▶ ACTION ITEM: Should any entry look odd, write it out exactly anyway, along with all the rest.

▶ GIVEN ENTRIES:
* * *
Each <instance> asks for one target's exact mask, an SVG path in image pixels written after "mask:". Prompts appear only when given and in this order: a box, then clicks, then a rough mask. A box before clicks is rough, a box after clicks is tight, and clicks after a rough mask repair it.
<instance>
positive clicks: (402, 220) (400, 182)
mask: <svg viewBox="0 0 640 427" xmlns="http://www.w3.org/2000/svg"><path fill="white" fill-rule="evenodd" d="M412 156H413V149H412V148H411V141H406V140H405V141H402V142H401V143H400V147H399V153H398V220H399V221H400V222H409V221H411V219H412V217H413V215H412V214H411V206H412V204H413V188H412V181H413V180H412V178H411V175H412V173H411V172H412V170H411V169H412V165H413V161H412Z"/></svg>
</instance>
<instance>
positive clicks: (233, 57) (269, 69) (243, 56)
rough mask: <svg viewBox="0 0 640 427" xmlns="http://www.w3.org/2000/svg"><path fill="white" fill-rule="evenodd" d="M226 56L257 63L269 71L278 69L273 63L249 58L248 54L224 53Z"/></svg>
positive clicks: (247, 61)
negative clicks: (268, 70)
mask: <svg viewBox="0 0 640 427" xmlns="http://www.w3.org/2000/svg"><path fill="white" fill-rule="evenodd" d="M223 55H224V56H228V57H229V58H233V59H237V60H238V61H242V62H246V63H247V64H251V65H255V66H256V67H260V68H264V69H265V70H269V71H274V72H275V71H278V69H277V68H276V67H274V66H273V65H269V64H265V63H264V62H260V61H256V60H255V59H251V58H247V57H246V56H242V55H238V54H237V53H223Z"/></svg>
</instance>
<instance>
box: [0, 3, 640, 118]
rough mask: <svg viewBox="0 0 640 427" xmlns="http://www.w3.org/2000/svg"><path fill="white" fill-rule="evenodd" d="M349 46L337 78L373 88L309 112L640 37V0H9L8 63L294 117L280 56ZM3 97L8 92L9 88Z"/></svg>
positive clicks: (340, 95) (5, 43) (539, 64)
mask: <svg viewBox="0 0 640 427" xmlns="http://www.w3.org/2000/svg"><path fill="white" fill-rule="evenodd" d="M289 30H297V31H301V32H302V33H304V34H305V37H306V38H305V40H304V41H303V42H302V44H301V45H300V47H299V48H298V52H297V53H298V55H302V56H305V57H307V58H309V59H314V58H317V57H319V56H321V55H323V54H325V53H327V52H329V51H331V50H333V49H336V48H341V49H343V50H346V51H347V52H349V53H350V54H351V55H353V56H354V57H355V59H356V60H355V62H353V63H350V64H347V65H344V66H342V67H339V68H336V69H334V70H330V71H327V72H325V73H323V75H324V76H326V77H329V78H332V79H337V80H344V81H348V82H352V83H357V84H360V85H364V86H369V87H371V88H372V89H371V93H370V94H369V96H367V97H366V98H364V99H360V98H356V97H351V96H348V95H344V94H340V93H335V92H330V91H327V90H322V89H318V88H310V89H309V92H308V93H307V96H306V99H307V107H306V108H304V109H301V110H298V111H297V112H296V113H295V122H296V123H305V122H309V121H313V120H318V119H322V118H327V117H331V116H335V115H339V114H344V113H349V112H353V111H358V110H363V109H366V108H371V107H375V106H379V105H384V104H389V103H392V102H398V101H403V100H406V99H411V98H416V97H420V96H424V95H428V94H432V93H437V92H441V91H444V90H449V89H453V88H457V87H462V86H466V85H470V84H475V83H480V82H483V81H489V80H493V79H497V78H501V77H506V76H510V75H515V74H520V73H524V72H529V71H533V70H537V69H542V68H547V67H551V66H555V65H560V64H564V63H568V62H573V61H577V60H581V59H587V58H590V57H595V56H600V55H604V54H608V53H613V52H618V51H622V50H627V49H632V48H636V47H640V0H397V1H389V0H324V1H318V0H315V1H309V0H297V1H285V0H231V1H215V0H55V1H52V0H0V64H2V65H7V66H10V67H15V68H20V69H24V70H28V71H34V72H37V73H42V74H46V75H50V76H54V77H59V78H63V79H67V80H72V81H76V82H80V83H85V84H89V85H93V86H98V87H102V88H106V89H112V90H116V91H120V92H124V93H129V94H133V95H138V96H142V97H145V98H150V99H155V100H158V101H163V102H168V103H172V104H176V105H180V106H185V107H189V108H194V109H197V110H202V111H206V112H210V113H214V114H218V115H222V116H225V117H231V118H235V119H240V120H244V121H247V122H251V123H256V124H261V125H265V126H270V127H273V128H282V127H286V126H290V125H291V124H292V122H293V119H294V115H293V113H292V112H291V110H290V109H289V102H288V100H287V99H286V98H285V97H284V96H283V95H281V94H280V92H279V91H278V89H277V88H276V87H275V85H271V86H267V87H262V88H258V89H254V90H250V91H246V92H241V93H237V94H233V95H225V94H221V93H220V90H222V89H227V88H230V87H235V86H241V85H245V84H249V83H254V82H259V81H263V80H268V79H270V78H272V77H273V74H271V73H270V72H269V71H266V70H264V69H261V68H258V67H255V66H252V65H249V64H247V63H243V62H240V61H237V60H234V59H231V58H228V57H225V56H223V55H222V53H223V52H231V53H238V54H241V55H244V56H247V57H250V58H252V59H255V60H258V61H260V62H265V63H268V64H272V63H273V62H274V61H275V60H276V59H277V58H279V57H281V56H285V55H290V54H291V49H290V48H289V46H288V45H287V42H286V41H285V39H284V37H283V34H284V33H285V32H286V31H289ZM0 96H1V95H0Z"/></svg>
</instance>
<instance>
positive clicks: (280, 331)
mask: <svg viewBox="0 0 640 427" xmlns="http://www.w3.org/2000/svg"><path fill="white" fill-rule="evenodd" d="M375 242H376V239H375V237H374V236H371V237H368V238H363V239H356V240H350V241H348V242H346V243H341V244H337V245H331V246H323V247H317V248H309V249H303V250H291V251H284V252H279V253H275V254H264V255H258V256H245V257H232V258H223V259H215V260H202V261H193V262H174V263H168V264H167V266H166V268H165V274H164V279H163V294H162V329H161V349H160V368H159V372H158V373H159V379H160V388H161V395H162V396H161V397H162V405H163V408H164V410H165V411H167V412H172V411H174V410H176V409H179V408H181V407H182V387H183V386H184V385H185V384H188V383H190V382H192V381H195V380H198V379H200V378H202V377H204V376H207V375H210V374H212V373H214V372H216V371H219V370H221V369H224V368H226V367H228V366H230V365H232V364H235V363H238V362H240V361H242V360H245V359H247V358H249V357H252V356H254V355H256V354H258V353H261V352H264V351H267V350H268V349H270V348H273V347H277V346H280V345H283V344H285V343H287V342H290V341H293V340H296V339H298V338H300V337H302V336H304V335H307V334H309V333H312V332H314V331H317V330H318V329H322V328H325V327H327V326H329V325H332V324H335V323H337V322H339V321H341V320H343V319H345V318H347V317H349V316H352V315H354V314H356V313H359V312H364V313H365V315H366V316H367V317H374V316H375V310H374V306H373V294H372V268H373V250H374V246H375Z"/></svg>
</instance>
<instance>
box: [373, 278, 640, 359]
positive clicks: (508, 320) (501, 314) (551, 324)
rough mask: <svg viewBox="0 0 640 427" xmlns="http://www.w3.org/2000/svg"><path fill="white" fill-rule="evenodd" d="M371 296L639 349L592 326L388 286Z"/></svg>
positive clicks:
* * *
▶ WRITTEN ANSWER:
Each <instance> asks for one target's exact mask, an SVG path in image pixels written after "mask:". Prompts appear only when given and in this order: a box, then clicks, then a rough mask. A box before clicks is rough, a box after clicks is tight, and clicks after a rough mask repair it.
<instance>
positive clicks: (402, 220) (400, 182)
mask: <svg viewBox="0 0 640 427" xmlns="http://www.w3.org/2000/svg"><path fill="white" fill-rule="evenodd" d="M412 156H413V149H412V148H411V141H406V140H405V141H402V142H401V143H400V147H399V153H398V220H399V221H400V222H409V221H411V219H412V217H413V215H412V214H411V206H412V204H413V188H412V181H413V180H412V178H411V175H412V173H411V172H412V170H411V169H412V165H413V161H412Z"/></svg>
</instance>
<instance>
positive clicks: (233, 57) (269, 69) (243, 56)
rough mask: <svg viewBox="0 0 640 427" xmlns="http://www.w3.org/2000/svg"><path fill="white" fill-rule="evenodd" d="M226 56L257 63L269 71L278 69L273 63L249 58L248 54L224 53Z"/></svg>
positive clicks: (247, 61)
negative clicks: (268, 70)
mask: <svg viewBox="0 0 640 427" xmlns="http://www.w3.org/2000/svg"><path fill="white" fill-rule="evenodd" d="M223 55H224V56H228V57H229V58H233V59H237V60H238V61H242V62H246V63H247V64H251V65H255V66H256V67H260V68H264V69H265V70H269V71H274V72H275V71H278V69H277V68H276V67H274V66H273V65H269V64H265V63H264V62H260V61H256V60H255V59H251V58H247V57H246V56H242V55H238V54H237V53H223Z"/></svg>
</instance>
<instance>
box: [0, 3, 640, 118]
rough mask: <svg viewBox="0 0 640 427" xmlns="http://www.w3.org/2000/svg"><path fill="white" fill-rule="evenodd" d="M349 46L337 78L373 88L309 112L640 37V0H9L8 63L294 117L280 56ZM3 97L8 92L9 88Z"/></svg>
positive clicks: (340, 95) (5, 43) (539, 64)
mask: <svg viewBox="0 0 640 427" xmlns="http://www.w3.org/2000/svg"><path fill="white" fill-rule="evenodd" d="M289 30H297V31H301V32H302V33H304V34H305V37H306V38H305V40H304V41H303V42H302V44H301V45H300V47H299V48H298V52H297V53H298V55H302V56H305V57H307V58H309V59H314V58H317V57H319V56H321V55H323V54H325V53H327V52H329V51H331V50H333V49H336V48H341V49H343V50H346V51H347V52H349V53H350V54H351V55H353V56H354V57H355V59H356V60H355V62H353V63H350V64H347V65H344V66H342V67H339V68H336V69H334V70H330V71H327V72H325V73H323V75H324V76H326V77H329V78H332V79H337V80H344V81H348V82H352V83H357V84H360V85H364V86H369V87H371V88H372V89H371V93H370V94H369V96H367V97H366V98H364V99H360V98H356V97H351V96H348V95H344V94H340V93H335V92H330V91H327V90H322V89H318V88H310V89H309V92H308V93H307V96H306V99H307V107H306V108H304V109H301V110H298V111H297V112H296V113H295V122H296V123H305V122H309V121H313V120H318V119H322V118H327V117H331V116H335V115H339V114H344V113H349V112H353V111H358V110H363V109H366V108H371V107H375V106H379V105H384V104H389V103H392V102H398V101H403V100H406V99H411V98H416V97H420V96H424V95H428V94H432V93H437V92H441V91H444V90H449V89H453V88H457V87H462V86H466V85H470V84H475V83H480V82H483V81H489V80H493V79H497V78H501V77H506V76H510V75H515V74H520V73H524V72H529V71H533V70H537V69H542V68H547V67H551V66H555V65H560V64H564V63H568V62H573V61H577V60H581V59H587V58H590V57H595V56H600V55H604V54H608V53H613V52H618V51H622V50H627V49H632V48H636V47H640V0H397V1H389V0H324V1H318V0H315V1H309V0H297V1H285V0H231V1H215V0H55V1H52V0H0V64H2V65H7V66H10V67H15V68H20V69H24V70H28V71H34V72H37V73H42V74H46V75H50V76H54V77H59V78H63V79H67V80H72V81H76V82H80V83H85V84H89V85H93V86H98V87H102V88H106V89H112V90H116V91H120V92H124V93H129V94H133V95H138V96H142V97H145V98H150V99H155V100H158V101H163V102H168V103H172V104H176V105H180V106H185V107H189V108H194V109H197V110H202V111H206V112H210V113H214V114H218V115H222V116H225V117H231V118H235V119H240V120H244V121H247V122H251V123H256V124H261V125H265V126H270V127H273V128H282V127H286V126H290V125H291V124H292V122H293V119H294V115H293V113H292V112H291V110H290V109H289V102H288V100H287V99H286V98H285V97H284V96H283V95H281V94H280V92H279V91H278V89H277V88H276V87H275V85H271V86H267V87H262V88H258V89H254V90H250V91H246V92H241V93H237V94H233V95H225V94H221V93H220V90H222V89H227V88H230V87H235V86H241V85H245V84H249V83H254V82H259V81H263V80H268V79H270V78H272V77H273V74H271V73H270V72H269V71H266V70H264V69H261V68H258V67H255V66H252V65H249V64H247V63H243V62H240V61H237V60H234V59H231V58H228V57H225V56H223V55H222V53H223V52H231V53H238V54H241V55H244V56H247V57H250V58H252V59H255V60H258V61H260V62H265V63H268V64H272V63H273V62H274V61H275V60H276V59H277V58H279V57H281V56H285V55H290V54H291V49H290V48H289V46H288V45H287V42H286V41H285V39H284V37H283V34H284V33H285V32H286V31H289ZM0 96H1V95H0Z"/></svg>
</instance>
<instance>
positive clicks: (280, 331)
mask: <svg viewBox="0 0 640 427" xmlns="http://www.w3.org/2000/svg"><path fill="white" fill-rule="evenodd" d="M375 242H376V239H375V237H374V236H371V237H368V238H363V239H356V240H350V241H348V242H346V243H341V244H337V245H331V246H323V247H317V248H309V249H303V250H291V251H284V252H279V253H275V254H264V255H258V256H245V257H232V258H223V259H215V260H202V261H193V262H174V263H168V264H167V266H166V268H165V274H164V279H163V294H162V329H161V349H160V368H159V372H158V373H159V379H160V388H161V395H162V396H161V397H162V405H163V408H164V410H165V411H167V412H172V411H174V410H176V409H179V408H181V407H182V387H183V386H184V385H185V384H188V383H190V382H192V381H195V380H198V379H200V378H202V377H204V376H207V375H210V374H212V373H214V372H216V371H219V370H221V369H224V368H226V367H228V366H230V365H232V364H235V363H238V362H240V361H242V360H245V359H247V358H249V357H252V356H254V355H256V354H258V353H261V352H264V351H267V350H268V349H270V348H273V347H277V346H280V345H283V344H285V343H287V342H290V341H293V340H296V339H298V338H300V337H302V336H304V335H307V334H309V333H312V332H314V331H317V330H318V329H322V328H325V327H327V326H329V325H332V324H335V323H337V322H339V321H341V320H343V319H345V318H347V317H349V316H352V315H354V314H356V313H359V312H364V313H365V315H366V316H367V317H374V316H375V310H374V306H373V294H372V268H373V250H374V246H375Z"/></svg>
</instance>
<instance>
box: [373, 278, 640, 359]
positive clicks: (508, 320) (501, 314) (551, 324)
rough mask: <svg viewBox="0 0 640 427" xmlns="http://www.w3.org/2000/svg"><path fill="white" fill-rule="evenodd" d="M371 296L639 349L592 326L388 286Z"/></svg>
positive clicks:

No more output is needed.